PAGE TEXT.
____________________

Psychedelics decrease the brain activity in the Default Mode Network (DMN).

  • The DMN links parts of the cerebral cortex to deeper (and older) structures involved in memory and emotions. The DMN stands in a kind of seesaw relationship with the attention networks that wake up whenever the outside world demands our attention. It is most active when we engage in “metacognitive” brain functions such as self-reflection, mental time travel, moral reasoning and “theory of mind” – the ability to attribute mental states to others. 
  • The DMN isn’t operational until late in a child’s development. 
  • As a whole, it operates as a top-down “brain orchestrator conductor”. It’s activity is associated with our sense of self (or the ego) which is why some scientists call it the “me network”. When you are given a list of adjectives and asked to refer these to yourself, the activity in the DMN lights up. 
  •  In studies with long-time meditators, one can recognise a significant decrease in the DMN activity, especially when meditating. 
  • “Self-reflection can lead to great intellectual and artistic achievement but also to destructive forms of self-regard and many types of unhappiness.” In an often cited paper called “A Wandering Mind Is an Unhappy Mind” researchers identified a strong correlation between unhappiness and time spent in mind wandering, a principal activity of the DMN.
  • The decrease of activity in the DMN (and its subsequent effects) can be achieved in a number of ways, meditations and psychedelics being two of them. Further possibilities include fasting, sensory deprivation, extreme sports, near-death-experience, overwhelming feelings of awe and so on.

The DMN not only works as a top-down control system, but additionally regulates what is let into consciousness. Most neuroscientists work under the paradigm of the brain as a prediction-making machine. Our brain takes as little as possible sensory data to make an educated guess (categorized buckets of experience relying on previous experiences. 

The philosophical implications are deep and difficult to grasp. Our perception of reality is much less reflecting reality than it is a product of our imagination based on prior experiences and our models of memory. How is normal consciousness then much different from other, seemingly less faithful productions of our imagination such as dreams? 

Theory: The brain is an entropy-reducing machine. 

  • The Entropic Brain: A Theory of Conscious States Informed by Neuroimaging Research with Psychedelic Drugs” (2014). Robin Carhart-harris et al.

____________________

EXTRACTED MATERIAL.
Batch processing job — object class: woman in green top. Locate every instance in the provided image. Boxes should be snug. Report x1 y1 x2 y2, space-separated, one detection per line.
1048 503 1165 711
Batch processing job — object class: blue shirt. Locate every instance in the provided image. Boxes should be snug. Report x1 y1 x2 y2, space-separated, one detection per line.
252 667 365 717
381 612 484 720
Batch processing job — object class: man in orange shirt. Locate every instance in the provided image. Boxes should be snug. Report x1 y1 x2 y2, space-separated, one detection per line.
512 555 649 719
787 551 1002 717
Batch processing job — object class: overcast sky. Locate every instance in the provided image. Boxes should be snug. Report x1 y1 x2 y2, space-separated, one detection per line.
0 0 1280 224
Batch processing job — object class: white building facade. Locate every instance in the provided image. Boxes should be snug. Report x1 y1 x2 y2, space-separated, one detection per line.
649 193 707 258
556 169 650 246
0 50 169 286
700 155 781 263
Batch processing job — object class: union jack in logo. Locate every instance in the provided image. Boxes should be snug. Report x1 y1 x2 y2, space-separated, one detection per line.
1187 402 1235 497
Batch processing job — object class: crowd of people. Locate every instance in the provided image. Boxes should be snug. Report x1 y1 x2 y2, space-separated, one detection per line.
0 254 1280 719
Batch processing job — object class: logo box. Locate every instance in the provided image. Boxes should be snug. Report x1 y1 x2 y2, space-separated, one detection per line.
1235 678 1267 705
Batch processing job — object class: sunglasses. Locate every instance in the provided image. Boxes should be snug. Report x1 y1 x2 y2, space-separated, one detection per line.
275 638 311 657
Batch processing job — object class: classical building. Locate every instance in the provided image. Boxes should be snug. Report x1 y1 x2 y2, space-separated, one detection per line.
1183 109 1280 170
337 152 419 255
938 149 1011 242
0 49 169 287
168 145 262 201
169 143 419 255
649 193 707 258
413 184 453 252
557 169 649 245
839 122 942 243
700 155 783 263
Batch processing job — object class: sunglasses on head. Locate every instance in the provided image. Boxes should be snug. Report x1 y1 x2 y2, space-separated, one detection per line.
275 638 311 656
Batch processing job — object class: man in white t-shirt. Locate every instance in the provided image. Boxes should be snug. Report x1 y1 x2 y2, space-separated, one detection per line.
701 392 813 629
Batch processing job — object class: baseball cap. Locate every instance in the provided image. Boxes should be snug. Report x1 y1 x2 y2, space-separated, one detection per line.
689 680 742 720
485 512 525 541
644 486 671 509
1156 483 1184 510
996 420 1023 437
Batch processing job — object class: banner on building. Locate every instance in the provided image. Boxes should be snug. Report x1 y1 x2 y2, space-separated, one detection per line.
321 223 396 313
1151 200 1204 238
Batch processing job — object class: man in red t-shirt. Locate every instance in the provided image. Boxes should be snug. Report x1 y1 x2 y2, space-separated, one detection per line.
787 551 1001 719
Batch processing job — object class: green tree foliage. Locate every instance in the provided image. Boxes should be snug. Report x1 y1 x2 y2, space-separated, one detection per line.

____________________

REQUIRED ACTION A.
According to the passage on the Default Mode Network, what do some scientists call the DMN?
REQUIRED ACTION B.
Resume the passage on the Default Mode Network from where it stops.

EXPECTED OUTPUT A.
The "me network"

EXPECTED OUTPUT B.
  • Suppressing entropy (i.e. uncertainty) serves to increase “realism, foresight, careful reflection and an ability to recognize and overcome wishful and paranoid fantasies” but at the same time “constraints cognition” and exert “a limiting or narrowing influence on consciousness.” 
  • Entropy spectrum to explain psychological “disorders” such as depression, addiction, obsession and eating disorders at the low-end entropy spectrum.
    Carhart-Harris suggests that in the case of depression, the ego “turns on itself and uncontrollable introspection gradually shades our reality.” He cites research that indicates that this state of mind (sometimes called depressive realism or heavy self-consciousness) may be the result of a hyperactive DMN “which can trap us in repetitive and destructive loops”. 
  • For people that suffer from excessively rigid patterns of thought stand to benefit from “the ability of psychedelics to disrupt stereotypical patterns of thought and behaviour by disintegrating the patterns of [neural] activity upon which they rest
  • Psychedelics alter consciousness by disorganizing brain activity and increasing the level of entropy to allow for a more open mode of cognition.

We all have the experience of an entropic brain – as a young child. 

  • Alison Gopnik (Development psychologist at Berkeley) draws the distinction between a spotlight consciousness (adult) and a lantern consciousness (young child). 
  • Comparison to AI research: Low temperature searches (local optimum – nearest or most probable solution) vs. high temperature searches (global optimum). Adult minds most often conduct low temperature searches due to energy efficiency. 
  • “[Children’s] thinking is less constrained by experience so they will try even the most unlikely possibilities.” They “are better learners than adults in many cases where the solution is nonobvious.”